The entries below should be transcribed in their entirety, exactly as written.

□ □ □ □

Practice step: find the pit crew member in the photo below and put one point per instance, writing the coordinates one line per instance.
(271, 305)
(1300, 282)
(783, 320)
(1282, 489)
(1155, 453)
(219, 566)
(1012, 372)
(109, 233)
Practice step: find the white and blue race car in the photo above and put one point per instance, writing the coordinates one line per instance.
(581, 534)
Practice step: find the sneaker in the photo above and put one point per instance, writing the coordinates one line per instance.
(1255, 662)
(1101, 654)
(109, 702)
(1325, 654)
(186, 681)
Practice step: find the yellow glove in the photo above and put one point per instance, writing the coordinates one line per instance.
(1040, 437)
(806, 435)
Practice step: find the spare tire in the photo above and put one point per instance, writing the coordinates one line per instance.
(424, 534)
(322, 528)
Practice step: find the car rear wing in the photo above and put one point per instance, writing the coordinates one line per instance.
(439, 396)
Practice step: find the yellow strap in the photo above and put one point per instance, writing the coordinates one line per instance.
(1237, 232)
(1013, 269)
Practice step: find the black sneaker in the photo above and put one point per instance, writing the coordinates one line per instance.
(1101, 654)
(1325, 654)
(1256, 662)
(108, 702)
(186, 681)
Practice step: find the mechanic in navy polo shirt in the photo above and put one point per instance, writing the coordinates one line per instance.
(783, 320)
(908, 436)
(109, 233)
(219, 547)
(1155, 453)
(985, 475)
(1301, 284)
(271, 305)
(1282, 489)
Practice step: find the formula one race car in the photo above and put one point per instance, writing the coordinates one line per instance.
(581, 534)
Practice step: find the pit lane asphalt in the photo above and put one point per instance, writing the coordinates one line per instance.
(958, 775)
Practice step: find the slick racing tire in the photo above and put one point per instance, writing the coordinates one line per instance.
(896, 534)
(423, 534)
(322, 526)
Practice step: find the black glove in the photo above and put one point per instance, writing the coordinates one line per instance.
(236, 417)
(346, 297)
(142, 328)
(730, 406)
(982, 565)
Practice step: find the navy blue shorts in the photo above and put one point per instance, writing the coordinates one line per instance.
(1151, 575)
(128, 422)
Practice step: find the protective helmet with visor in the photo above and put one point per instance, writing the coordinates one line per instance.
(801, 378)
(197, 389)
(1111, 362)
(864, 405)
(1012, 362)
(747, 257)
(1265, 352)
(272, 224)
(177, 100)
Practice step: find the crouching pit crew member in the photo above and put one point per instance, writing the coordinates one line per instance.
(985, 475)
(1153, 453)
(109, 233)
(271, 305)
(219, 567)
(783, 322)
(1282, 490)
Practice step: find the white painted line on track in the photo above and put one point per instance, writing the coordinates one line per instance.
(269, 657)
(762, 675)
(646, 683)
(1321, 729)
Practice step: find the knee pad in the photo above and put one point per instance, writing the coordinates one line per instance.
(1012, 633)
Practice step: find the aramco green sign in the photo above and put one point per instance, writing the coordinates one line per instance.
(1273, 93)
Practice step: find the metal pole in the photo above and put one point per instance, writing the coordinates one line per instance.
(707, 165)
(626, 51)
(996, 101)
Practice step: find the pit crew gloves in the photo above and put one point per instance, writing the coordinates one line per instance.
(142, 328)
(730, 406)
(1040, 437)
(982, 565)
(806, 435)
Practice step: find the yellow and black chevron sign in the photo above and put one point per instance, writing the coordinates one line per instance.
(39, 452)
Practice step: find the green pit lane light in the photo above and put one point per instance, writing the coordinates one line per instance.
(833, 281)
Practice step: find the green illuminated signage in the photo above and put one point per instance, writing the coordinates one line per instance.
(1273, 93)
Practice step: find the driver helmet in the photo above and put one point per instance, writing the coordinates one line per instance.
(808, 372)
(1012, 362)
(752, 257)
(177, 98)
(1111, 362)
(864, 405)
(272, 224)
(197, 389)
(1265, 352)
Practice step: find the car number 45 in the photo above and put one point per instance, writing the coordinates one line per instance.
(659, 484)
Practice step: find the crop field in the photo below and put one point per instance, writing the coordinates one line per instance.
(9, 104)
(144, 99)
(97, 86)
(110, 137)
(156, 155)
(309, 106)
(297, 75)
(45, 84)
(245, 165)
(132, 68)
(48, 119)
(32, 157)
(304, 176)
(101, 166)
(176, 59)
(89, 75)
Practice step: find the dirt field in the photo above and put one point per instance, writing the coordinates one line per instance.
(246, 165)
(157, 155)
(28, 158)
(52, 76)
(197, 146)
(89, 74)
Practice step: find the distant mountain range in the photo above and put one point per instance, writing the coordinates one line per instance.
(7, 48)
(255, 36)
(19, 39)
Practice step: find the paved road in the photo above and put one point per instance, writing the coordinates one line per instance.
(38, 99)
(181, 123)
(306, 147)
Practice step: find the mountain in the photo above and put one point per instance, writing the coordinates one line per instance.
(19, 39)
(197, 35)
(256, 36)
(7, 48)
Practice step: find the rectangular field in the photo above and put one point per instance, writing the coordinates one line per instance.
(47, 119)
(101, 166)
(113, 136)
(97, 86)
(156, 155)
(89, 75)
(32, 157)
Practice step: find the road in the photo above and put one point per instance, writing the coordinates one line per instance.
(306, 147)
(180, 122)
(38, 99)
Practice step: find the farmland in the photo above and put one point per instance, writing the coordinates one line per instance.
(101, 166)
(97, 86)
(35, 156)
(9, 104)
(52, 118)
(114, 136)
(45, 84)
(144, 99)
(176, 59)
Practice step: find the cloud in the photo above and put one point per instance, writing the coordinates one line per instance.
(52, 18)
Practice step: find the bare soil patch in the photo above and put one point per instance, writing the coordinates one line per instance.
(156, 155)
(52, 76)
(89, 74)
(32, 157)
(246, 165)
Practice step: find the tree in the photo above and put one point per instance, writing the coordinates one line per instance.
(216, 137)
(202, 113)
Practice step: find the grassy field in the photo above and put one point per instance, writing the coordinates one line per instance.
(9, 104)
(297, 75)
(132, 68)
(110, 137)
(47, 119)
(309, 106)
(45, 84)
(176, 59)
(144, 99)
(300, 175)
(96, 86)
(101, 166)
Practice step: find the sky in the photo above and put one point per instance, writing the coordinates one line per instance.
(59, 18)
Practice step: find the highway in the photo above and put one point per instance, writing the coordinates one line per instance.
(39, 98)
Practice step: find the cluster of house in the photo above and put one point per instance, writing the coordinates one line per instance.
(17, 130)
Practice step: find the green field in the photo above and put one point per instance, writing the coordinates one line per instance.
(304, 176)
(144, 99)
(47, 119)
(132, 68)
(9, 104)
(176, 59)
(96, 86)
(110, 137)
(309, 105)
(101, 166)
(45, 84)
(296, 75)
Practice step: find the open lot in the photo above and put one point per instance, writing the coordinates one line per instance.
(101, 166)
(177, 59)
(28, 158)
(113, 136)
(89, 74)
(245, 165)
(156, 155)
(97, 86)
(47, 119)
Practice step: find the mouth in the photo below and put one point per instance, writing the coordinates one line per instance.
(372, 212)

□ □ □ □

#### [PROBLEM SOLUTION]
Practice step: find the pit crew member in the photo below and put one point per instance, writing the coordinates one line per instance.
(271, 305)
(1300, 282)
(783, 320)
(1282, 489)
(1155, 453)
(219, 566)
(1012, 372)
(109, 233)
Practice step: find the white and blue race car in the photo above and put one point per instance, writing the coordinates one line per instance.
(581, 534)
Practice step: find the sneaker in the photo above and put one point per instance, writing the coordinates one line per instance.
(1255, 662)
(1101, 654)
(109, 702)
(1325, 654)
(186, 681)
Practice step: find the yellow glove in the photo above and put one point per instance, writing the coordinates one line per instance.
(1040, 437)
(806, 435)
Practice step: find the spare tire in the photo above and put one point per instance, writing the coordinates one line per instance.
(424, 534)
(322, 528)
Practice step: find the car rear wing in the photo above and put one point per instance, writing the coordinates one line per instance.
(439, 396)
Practice step: find the yellow strap in the photo above and put one point per instance, writing the coordinates one line per instance.
(1237, 232)
(1013, 269)
Practice step: find the black sneaker in the photo above and put one point per instance, writing the coordinates one line per instance.
(1101, 654)
(1325, 654)
(1256, 662)
(108, 702)
(186, 681)
Practice step: find the mechanic in navy polo shirt in the photo above and put one point per instance, writing the coordinates one line per instance.
(783, 320)
(908, 436)
(109, 233)
(219, 547)
(1155, 453)
(985, 475)
(1301, 284)
(271, 305)
(1282, 489)
Practice step: find the formula one race car in the photo above and put one point per instance, writing the coordinates one line per instance.
(581, 534)
Practice step: find the pit lane asphalt in the photo above and put one point per instance, writing the coordinates one line per instance.
(958, 775)
Practice step: find the slick racing tire in the photo above and put one point per instance, writing the coordinates one line per instance.
(896, 534)
(423, 534)
(322, 526)
Practice step: find the black glove in the photo above and put one point per instance, writing the coordinates one line per instance.
(236, 417)
(346, 297)
(142, 328)
(730, 406)
(982, 565)
Practice step: find the navy blue shorts in the photo above and put one point per instance, writing the coordinates one line per instance.
(1151, 575)
(128, 422)
Practice step: find the protective helmet with visor in the photo above and put one point per instance, writing the coordinates one line per instance.
(801, 378)
(197, 389)
(1111, 362)
(864, 405)
(1012, 362)
(747, 257)
(1265, 352)
(272, 224)
(177, 100)
Practice step: find the crouching pit crew member in the photo above and put one point per instance, writing the coordinates one line per instance.
(985, 475)
(1153, 453)
(109, 233)
(271, 305)
(219, 567)
(783, 322)
(1282, 490)
Practice step: find the white painted line on track in the photo above and put one point per instance, writing the coordinates one line per instance.
(269, 657)
(762, 675)
(646, 683)
(1321, 729)
Practice step: find the knee pad in the photo above and put one point per instance, writing the coordinates one line per instance.
(1012, 633)
Practice step: find the aramco green sign in the photo above and put one point per instance, writing the coordinates one line per instance.
(1273, 93)
Practice step: find the metal pole in the photo above and put one point per instance, writing the coordinates one line per instance.
(707, 165)
(626, 51)
(996, 101)
Practice step: find the pit crew gloves in the photo above and put one point per instance, writing the coordinates one line per instance.
(142, 328)
(730, 406)
(1040, 437)
(982, 565)
(806, 435)
Practice step: find the yellow and black chevron sign in the photo above and put one point per instance, writing the coordinates one line per instance.
(39, 452)
Practice step: find the green pit lane light in the photo above and put one point per instance, writing the coordinates one line per instance.
(833, 281)
Practice step: find the green illuminated signage in the photo above and put one point per instance, writing the coordinates one line per instance.
(1273, 93)
Practice step: find the driver helmet in the photo above and put one point per instance, writing the coordinates one line per instance.
(808, 372)
(1012, 362)
(752, 257)
(177, 98)
(1111, 362)
(864, 405)
(272, 224)
(197, 389)
(1265, 352)
Practice step: find the car number 45 in the photo above and put one point per instance, writing the coordinates one line per instance.
(659, 484)
Practice step: find the crop field in the photo below and put one point per instance, writing the coordinates one line per instance.
(9, 104)
(144, 99)
(97, 86)
(110, 137)
(156, 155)
(309, 106)
(297, 75)
(45, 84)
(245, 165)
(132, 68)
(48, 119)
(32, 157)
(304, 176)
(101, 166)
(176, 59)
(89, 75)
Practice step: find the dirt field in the photo above and put one point per instance, writing the coordinates one line per instance.
(246, 165)
(157, 155)
(28, 158)
(52, 76)
(197, 146)
(89, 74)
Practice step: find the distant mountain range in the photo above and put one point per instance, writing the coordinates one line per instance.
(7, 48)
(255, 36)
(19, 39)
Practice step: find the paved road in the photo above and put one point per instance, writing the coordinates one line per instance.
(38, 99)
(181, 123)
(306, 147)
Practice step: find the mountain in the photo above and put one point per instance, writing the coordinates one line per instance.
(19, 39)
(197, 35)
(256, 36)
(7, 48)
Practice step: find the rectangular field in the photo above and put one point per instance, writing the coordinates one line per instance.
(47, 119)
(101, 166)
(113, 136)
(97, 86)
(156, 155)
(89, 75)
(32, 157)
Practice step: find the road in the photo above and put one point per instance, writing the coordinates one line per instance.
(306, 147)
(180, 122)
(38, 99)
Practice step: find the farmland in the photo above and put one point per instance, writing the coordinates one line per instance.
(101, 166)
(97, 86)
(35, 156)
(9, 104)
(52, 118)
(114, 136)
(45, 84)
(144, 99)
(176, 59)
Practice step: find the cloud in the photo above and put one point per instance, writing the coordinates one line per instance.
(52, 18)
Practice step: find the bare soil patch in the photo above and put one point per instance, writing the coordinates one line per instance.
(156, 155)
(52, 76)
(89, 74)
(32, 157)
(246, 165)
Practice step: find the tree in the photo above and put one point per instance, writing the coordinates one line per instance.
(216, 137)
(202, 113)
Practice step: find the grassy field in the photo above and put one point per instance, writing the coordinates one line per instance.
(9, 104)
(297, 75)
(132, 68)
(110, 137)
(47, 119)
(309, 106)
(45, 84)
(176, 59)
(144, 99)
(300, 175)
(96, 86)
(101, 166)
Practice step: find the sky in the photo above and put one point per instance, writing the coordinates one line per instance.
(59, 18)
Practice step: find the highway in the photo above and put one point per instance, writing the coordinates one line per instance.
(39, 98)
Practice step: find the cluster of house in the photo above and put one point per instance, writing the coordinates one line per instance.
(17, 130)
Practice step: find the green field in the photo above and put one point per instance, writing the coordinates one line per instance.
(304, 176)
(144, 99)
(47, 119)
(132, 68)
(9, 104)
(176, 59)
(96, 86)
(110, 137)
(309, 105)
(101, 166)
(45, 84)
(296, 75)
Practice step: find the open lot in the photo above and put one point per instance, writing the coordinates one line per instance.
(101, 166)
(177, 59)
(28, 158)
(113, 136)
(89, 74)
(245, 165)
(156, 155)
(97, 86)
(47, 119)
Practice step: find the mouth in the photo below and put one point per instance, writing the coordinates one line per instance.
(372, 212)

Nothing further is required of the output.